:: Task statement ::
Output the records that follow, with every character intact.

[Raw data — start]

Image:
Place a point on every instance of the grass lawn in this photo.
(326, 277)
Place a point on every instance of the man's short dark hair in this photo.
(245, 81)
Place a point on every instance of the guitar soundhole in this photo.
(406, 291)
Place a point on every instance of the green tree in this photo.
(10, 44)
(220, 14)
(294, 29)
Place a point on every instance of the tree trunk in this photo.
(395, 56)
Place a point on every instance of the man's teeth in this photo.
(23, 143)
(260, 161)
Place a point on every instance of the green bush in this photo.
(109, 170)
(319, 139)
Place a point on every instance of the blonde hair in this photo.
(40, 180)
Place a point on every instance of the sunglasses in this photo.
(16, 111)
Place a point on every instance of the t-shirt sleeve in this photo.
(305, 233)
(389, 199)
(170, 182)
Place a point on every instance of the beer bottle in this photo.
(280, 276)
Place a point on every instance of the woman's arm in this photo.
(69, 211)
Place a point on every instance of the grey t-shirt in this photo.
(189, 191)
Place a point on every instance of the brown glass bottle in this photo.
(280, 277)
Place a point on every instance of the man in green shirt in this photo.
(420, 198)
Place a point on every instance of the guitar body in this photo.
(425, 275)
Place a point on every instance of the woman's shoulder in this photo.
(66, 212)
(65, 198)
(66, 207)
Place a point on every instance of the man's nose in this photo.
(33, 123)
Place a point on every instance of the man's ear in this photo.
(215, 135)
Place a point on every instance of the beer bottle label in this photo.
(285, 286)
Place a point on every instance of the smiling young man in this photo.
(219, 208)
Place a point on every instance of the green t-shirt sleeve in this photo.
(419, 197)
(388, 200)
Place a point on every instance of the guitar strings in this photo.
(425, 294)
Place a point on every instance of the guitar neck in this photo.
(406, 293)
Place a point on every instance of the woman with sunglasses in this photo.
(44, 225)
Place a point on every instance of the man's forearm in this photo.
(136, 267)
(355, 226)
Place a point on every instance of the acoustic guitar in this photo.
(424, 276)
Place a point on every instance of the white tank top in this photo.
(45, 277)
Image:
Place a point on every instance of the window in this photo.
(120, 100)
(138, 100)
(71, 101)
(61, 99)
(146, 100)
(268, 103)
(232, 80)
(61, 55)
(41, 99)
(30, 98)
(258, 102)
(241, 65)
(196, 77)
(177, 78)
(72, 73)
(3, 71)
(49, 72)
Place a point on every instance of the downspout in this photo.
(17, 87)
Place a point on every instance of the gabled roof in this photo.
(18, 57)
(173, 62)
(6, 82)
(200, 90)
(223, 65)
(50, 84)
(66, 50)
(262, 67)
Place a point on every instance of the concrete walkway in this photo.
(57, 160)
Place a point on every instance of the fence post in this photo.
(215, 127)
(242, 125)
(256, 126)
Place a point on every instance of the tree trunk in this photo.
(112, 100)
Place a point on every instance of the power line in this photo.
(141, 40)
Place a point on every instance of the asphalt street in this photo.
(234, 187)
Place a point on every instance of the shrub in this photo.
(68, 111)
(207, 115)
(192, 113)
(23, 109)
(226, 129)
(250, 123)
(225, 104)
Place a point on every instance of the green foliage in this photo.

[Raw data — finish]

:: Answer box ::
Image:
Place a point on every instance of the grass lawn in this photo.
(326, 277)
Place a point on every instance of the man's short dark hair in this photo.
(245, 81)
Place a point on every instance of the guitar soundhole in this photo.
(406, 291)
Place a point on every instance of the green tree in this photo.
(10, 44)
(220, 14)
(294, 29)
Place a point on every instance of the tree trunk in this photo.
(395, 56)
Place a point on every instance of the man's teeth in this photo.
(23, 143)
(260, 161)
Place a point on every instance of the green bush in this photo.
(109, 170)
(319, 139)
Place a point on every instance of the blonde hair in this photo.
(40, 180)
Place a point on every instance of the sunglasses in this photo.
(16, 111)
Place a point on every instance of the t-shirt sleeve in this photo.
(305, 233)
(389, 199)
(170, 182)
Place a point on every instance of the beer bottle in this photo.
(280, 276)
Place a point on every instance of the woman's arm in this photo.
(69, 211)
Place a point on every instance of the grey t-shirt in this photo.
(189, 191)
Place a point on every instance of the brown glass bottle in this photo.
(280, 277)
Place a point on every instance of the man in green shirt in this photo.
(420, 198)
Place a point on every instance of the guitar body in this photo.
(425, 275)
Place a point on every instance of the woman's shoulder in this photo.
(66, 212)
(65, 198)
(66, 207)
Place a point on every instance of the man's nose in this photo.
(33, 123)
Place a point on every instance of the man's ear in this photo.
(215, 135)
Place a point on every instance of the beer bottle label in this photo.
(285, 286)
Place a point on every instance of the smiling young man in this photo.
(219, 208)
Place a point on every instance of the green t-shirt sleeve in this photo.
(419, 197)
(388, 200)
Place a point on every instance of the guitar strings in this photo.
(425, 294)
Place a point on every instance of the guitar neck in this photo.
(406, 293)
Place a point on every instance of the woman with sunglasses in this photo.
(44, 225)
Place a point on every instance of the man's forearm in this photo.
(136, 267)
(355, 226)
Place a point on every instance of the acoustic guitar in this photo.
(424, 276)
Place a point on every instance of the white tank top in this photo.
(45, 277)
Image:
Place a point on every instance of the window in this photo.
(120, 100)
(138, 100)
(71, 101)
(61, 99)
(146, 100)
(268, 103)
(232, 80)
(61, 55)
(41, 99)
(30, 98)
(258, 102)
(241, 65)
(196, 77)
(177, 78)
(72, 73)
(3, 71)
(49, 72)
Place a point on every instance of the downspout in this photo.
(17, 87)
Place a point on every instance of the gabled roof in this photo.
(18, 57)
(173, 62)
(6, 82)
(200, 90)
(223, 65)
(50, 84)
(66, 50)
(262, 67)
Place a point on every instance of the concrete walkway in this photo.
(57, 160)
Place a point on every instance of the fence post in this photo.
(215, 127)
(242, 125)
(256, 126)
Place a point on every instance of the tree trunk in this photo.
(112, 100)
Place a point on every instance of the power line in this photo.
(141, 40)
Place a point on every instance of the asphalt street in this photo.
(234, 187)
Place a point on every instance of the shrub in this photo.
(68, 111)
(207, 115)
(192, 113)
(23, 109)
(226, 129)
(250, 123)
(225, 104)
Place a point on every instance of the green foliage in this photo.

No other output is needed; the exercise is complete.